■ To do
Please convert the lines below into a Markdown table with the columns Row and Line, leaving out blank lines. Begin at the first line and stop after the line that contains "<instances>".

· · · ·

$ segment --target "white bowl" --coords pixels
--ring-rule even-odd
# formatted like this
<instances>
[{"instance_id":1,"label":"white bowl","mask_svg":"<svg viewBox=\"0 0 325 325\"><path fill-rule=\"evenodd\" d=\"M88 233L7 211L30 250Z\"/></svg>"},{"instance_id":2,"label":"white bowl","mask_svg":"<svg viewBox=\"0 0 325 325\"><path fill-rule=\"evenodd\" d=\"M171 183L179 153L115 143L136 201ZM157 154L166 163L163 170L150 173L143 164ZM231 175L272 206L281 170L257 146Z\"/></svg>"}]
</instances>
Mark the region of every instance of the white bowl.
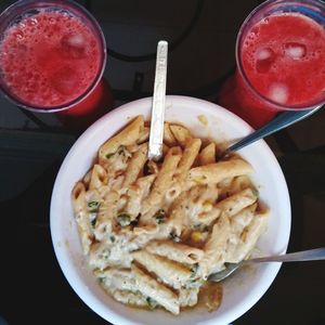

· · · ·

■ In response
| Row | Line |
|---|---|
| 1 | $ segment --target "white bowl" --coords pixels |
| 2 | --ring-rule even-odd |
| 3 | # formatted like this |
| 4 | <instances> |